In teaching writing, for example, you can be a kickass full-time instructor. But there’s something about continuing to write professionally — not just as a sideshow, but as a core activity with frequent deadlines and other real-world constraints — that helps you offer students a practical, authentic perspective. Similarly, teaching a craft or skill day in and day out brings it to consciousness in ways that simply using it does not. Plus, by being in the classroom, you routinely witness real audiences responding to content in a dynamic forum that no focus group or survey can match.

These are not original insights, and I could have shared them long before I made the decision to simultaneously teach and be a freelancer. But my dual career has started to make me think even more broadly. Specifically, I wonder whether merging the missions of education and publishing might improve quality and relevance in both areas on a much larger scale.

Everyone knows that these two fields are facing major challenges, some of them downright demoralizing. Teachers, even good ones, are finding it increasingly difficult to navigate compliance with ever-changing standards as they teach students whose reading and writing habits shift dramatically with the advent of new technologies. And many in publishing, particularly journalism, are struggling to remain relevant to audiences, even as some continue to produce excellent content. Those audiences, both current and future, are sitting in classrooms every day. Yet most teachers don’t know what goes on in the publishing world, and most people in publishing are not also in schools. Is it time to break down that wall so that producers of content better understand how to engage audiences who, in turn, learn to improve their ability to engage with content?

Pointing records:
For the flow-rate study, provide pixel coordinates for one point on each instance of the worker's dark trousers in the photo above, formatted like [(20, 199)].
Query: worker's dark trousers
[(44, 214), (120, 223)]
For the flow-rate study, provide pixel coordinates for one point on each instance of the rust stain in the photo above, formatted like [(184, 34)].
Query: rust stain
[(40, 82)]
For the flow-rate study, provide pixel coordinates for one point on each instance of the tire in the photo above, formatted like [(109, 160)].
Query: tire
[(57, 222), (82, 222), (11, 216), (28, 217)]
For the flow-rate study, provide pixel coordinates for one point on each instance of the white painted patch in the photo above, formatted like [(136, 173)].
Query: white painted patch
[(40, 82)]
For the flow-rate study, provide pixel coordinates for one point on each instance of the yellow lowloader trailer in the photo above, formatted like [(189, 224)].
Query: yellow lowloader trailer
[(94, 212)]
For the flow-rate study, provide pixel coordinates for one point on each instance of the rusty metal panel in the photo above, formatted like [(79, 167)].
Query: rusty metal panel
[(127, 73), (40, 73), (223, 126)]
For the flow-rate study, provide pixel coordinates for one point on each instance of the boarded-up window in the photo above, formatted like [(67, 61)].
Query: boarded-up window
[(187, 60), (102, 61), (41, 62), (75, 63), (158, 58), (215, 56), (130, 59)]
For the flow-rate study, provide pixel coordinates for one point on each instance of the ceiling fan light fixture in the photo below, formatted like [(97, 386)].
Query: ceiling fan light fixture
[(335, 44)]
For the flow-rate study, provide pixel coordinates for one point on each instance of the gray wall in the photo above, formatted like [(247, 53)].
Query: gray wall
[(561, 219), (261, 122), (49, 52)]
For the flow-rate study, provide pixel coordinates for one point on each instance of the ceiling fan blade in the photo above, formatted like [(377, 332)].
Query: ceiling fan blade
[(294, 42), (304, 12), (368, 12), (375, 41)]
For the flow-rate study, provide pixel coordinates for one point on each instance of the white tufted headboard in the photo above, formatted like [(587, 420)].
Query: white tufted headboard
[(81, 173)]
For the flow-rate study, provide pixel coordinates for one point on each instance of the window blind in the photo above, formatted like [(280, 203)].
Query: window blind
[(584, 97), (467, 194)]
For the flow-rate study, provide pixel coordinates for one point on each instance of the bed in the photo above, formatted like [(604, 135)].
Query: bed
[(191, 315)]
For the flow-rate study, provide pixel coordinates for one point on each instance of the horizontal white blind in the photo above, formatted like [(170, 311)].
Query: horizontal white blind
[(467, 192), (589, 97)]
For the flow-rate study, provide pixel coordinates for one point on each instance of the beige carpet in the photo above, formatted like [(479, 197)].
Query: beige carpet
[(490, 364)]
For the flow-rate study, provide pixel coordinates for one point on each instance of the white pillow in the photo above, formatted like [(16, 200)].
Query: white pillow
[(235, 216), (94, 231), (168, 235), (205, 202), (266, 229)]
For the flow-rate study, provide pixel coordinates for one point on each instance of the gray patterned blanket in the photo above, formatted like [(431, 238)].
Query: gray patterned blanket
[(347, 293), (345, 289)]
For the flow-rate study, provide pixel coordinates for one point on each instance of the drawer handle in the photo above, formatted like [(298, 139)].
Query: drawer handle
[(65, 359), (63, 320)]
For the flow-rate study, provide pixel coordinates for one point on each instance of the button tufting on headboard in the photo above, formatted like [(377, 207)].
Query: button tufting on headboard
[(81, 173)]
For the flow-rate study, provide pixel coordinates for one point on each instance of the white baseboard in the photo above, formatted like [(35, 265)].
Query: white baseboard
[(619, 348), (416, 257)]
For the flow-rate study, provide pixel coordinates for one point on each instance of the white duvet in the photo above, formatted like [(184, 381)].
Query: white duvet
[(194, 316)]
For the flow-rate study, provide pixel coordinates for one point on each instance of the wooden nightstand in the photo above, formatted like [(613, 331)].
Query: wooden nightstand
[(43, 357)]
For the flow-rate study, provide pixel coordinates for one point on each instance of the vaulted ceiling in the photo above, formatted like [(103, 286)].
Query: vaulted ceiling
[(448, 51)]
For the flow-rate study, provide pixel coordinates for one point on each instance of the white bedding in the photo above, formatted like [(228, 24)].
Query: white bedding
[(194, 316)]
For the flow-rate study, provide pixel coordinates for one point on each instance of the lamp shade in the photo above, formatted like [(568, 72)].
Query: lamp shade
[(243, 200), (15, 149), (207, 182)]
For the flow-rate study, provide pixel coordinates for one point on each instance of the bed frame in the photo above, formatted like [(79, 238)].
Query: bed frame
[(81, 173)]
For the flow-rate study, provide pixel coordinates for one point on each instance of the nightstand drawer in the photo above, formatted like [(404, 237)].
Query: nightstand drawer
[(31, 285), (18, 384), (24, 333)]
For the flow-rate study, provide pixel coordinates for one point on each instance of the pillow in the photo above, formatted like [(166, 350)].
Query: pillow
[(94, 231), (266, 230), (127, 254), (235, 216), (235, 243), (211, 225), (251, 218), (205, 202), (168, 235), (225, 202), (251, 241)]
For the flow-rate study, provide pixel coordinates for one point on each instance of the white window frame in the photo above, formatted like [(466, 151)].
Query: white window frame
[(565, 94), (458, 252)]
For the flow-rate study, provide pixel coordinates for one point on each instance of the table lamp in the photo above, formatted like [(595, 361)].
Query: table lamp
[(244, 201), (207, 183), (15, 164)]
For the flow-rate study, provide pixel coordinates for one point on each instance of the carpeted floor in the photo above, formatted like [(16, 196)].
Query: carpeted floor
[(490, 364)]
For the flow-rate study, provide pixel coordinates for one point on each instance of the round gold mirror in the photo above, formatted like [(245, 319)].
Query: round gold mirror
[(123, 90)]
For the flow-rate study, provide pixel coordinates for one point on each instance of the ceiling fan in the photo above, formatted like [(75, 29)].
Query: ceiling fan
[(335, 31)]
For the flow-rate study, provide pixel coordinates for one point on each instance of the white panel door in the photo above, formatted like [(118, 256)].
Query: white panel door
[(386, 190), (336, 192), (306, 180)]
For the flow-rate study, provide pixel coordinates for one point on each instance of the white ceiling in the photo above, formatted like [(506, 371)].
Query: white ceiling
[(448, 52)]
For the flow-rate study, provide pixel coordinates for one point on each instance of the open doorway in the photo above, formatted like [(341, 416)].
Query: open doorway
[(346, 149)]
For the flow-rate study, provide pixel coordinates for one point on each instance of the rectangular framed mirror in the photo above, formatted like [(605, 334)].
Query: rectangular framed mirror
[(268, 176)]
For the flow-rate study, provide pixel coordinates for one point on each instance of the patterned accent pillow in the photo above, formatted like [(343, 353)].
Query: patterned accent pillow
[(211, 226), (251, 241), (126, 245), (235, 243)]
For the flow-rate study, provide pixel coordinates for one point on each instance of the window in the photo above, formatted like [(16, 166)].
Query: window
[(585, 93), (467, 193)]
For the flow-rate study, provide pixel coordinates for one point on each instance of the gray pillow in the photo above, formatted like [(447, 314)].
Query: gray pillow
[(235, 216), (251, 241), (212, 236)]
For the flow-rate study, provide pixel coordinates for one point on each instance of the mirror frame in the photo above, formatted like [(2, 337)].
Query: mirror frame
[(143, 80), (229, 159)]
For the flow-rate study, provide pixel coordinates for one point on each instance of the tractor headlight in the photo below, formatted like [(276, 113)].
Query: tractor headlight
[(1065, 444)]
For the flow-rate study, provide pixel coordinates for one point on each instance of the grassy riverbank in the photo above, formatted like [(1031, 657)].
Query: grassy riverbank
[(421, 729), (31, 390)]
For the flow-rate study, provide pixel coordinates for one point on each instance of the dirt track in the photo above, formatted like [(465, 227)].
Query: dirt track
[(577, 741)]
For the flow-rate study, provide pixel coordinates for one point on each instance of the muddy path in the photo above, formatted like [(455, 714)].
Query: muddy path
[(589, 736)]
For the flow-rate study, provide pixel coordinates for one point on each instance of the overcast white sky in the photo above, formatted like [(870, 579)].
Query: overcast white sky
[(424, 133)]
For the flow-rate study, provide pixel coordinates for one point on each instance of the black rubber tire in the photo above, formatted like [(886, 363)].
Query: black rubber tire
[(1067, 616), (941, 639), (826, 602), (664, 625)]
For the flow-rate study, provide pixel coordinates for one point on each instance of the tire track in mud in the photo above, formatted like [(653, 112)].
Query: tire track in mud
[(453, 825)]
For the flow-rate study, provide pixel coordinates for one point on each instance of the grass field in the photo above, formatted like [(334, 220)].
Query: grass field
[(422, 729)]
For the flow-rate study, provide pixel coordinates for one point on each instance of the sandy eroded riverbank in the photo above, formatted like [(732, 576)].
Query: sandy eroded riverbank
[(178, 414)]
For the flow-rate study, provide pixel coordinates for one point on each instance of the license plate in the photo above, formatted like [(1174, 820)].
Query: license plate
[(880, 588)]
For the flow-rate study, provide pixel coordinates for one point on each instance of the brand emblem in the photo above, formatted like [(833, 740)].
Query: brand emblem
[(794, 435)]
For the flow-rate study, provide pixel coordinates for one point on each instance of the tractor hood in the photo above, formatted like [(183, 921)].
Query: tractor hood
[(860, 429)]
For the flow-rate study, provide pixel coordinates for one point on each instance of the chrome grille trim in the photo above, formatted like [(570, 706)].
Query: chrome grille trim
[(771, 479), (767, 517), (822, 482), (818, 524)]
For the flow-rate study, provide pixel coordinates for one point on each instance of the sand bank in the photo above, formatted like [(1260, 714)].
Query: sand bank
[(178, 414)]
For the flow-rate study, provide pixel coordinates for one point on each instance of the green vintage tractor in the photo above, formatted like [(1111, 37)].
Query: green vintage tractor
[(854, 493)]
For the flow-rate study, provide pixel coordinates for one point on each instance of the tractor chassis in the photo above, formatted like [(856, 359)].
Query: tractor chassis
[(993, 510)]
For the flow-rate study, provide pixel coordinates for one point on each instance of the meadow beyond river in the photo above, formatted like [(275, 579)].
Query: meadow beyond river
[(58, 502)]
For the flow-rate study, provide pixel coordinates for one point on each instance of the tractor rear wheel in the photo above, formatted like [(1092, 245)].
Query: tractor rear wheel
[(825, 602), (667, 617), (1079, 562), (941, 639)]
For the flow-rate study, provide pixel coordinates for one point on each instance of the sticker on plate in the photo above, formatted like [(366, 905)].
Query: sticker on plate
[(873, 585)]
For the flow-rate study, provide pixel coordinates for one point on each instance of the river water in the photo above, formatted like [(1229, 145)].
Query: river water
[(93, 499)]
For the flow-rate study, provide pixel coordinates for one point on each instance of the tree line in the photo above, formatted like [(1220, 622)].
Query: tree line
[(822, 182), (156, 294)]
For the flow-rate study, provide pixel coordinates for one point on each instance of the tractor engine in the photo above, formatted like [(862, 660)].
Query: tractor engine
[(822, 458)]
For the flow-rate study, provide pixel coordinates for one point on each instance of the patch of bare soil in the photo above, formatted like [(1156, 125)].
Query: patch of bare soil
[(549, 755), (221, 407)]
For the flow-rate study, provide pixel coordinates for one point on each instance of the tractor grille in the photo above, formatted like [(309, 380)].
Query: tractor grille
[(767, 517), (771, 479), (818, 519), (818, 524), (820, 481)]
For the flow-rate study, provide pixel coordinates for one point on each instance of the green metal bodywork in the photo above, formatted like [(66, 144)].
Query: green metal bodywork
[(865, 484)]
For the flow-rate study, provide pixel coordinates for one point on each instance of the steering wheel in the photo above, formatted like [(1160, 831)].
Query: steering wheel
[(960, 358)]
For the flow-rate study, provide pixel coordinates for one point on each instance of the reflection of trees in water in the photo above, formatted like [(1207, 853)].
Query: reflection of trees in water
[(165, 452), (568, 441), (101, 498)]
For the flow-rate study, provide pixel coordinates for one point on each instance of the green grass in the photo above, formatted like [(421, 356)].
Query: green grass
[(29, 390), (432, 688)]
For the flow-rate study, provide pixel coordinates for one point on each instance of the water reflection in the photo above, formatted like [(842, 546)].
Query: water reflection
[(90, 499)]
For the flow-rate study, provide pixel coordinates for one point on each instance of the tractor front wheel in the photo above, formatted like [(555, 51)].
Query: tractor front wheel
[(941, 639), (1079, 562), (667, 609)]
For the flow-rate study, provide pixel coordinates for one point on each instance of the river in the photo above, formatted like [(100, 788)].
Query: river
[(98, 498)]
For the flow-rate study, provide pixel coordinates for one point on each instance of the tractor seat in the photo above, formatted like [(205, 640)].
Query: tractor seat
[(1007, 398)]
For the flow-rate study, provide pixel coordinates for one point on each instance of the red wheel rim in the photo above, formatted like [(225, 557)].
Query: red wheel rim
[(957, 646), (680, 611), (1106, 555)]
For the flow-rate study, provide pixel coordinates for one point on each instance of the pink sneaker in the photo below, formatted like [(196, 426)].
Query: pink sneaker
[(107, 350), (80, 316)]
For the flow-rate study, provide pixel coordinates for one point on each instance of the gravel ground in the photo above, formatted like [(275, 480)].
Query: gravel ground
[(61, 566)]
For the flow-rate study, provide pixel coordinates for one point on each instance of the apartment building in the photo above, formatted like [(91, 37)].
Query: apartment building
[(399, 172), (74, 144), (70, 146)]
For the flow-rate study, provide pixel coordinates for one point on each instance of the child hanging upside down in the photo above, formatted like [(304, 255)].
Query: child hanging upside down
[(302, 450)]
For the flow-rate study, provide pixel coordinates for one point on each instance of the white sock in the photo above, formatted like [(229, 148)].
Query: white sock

Direction A:
Answer these from the passage on teaching and publishing:
(i) What does a teacher routinely witness by being in the classroom?
(ii) Which part of publishing does the passage single out as struggling to remain relevant to audiences?
(iii) According to the writer, where are current and future audiences sitting every day?
Direction B:
Summarize the passage on teaching and publishing in two sentences.
Direction C:
Reproduce the passage on teaching and publishing word for word, starting with "Everyone knows that" and going on through "engage with content?".
This material has no connection to the passage on teaching and publishing.

Final answer A:
(i) Real audiences responding to content in a dynamic forum that no focus group or survey can match.
(ii) Journalism.
(iii) In classrooms.

Final answer B:
Writing professionally gives an instructor a practical, authentic perspective, and teaching a skill daily brings it to consciousness, so the writer, who both teaches and freelances, wonders whether merging the missions of education and publishing could improve quality and relevance in both on a much larger scale. Both fields face major challenges, and because most teachers don't know the publishing world and most people in publishing are not in schools, the writer asks whether it is time to break down that wall.

Final answer C:
Everyone knows that these two fields are facing major challenges, some of them downright demoralizing. Teachers, even good ones, are finding it increasingly difficult to navigate compliance with ever-changing standards as they teach students whose reading and writing habits shift dramatically with the advent of new technologies. And many in publishing, particularly journalism, are struggling to remain relevant to audiences, even as some continue to produce excellent content. Those audiences, both current and future, are sitting in classrooms every day. Yet most teachers don’t know what goes on in the publishing world, and most people in publishing are not also in schools. Is it time to break down that wall so that producers of content better understand how to engage audiences who, in turn, learn to improve their ability to engage with content?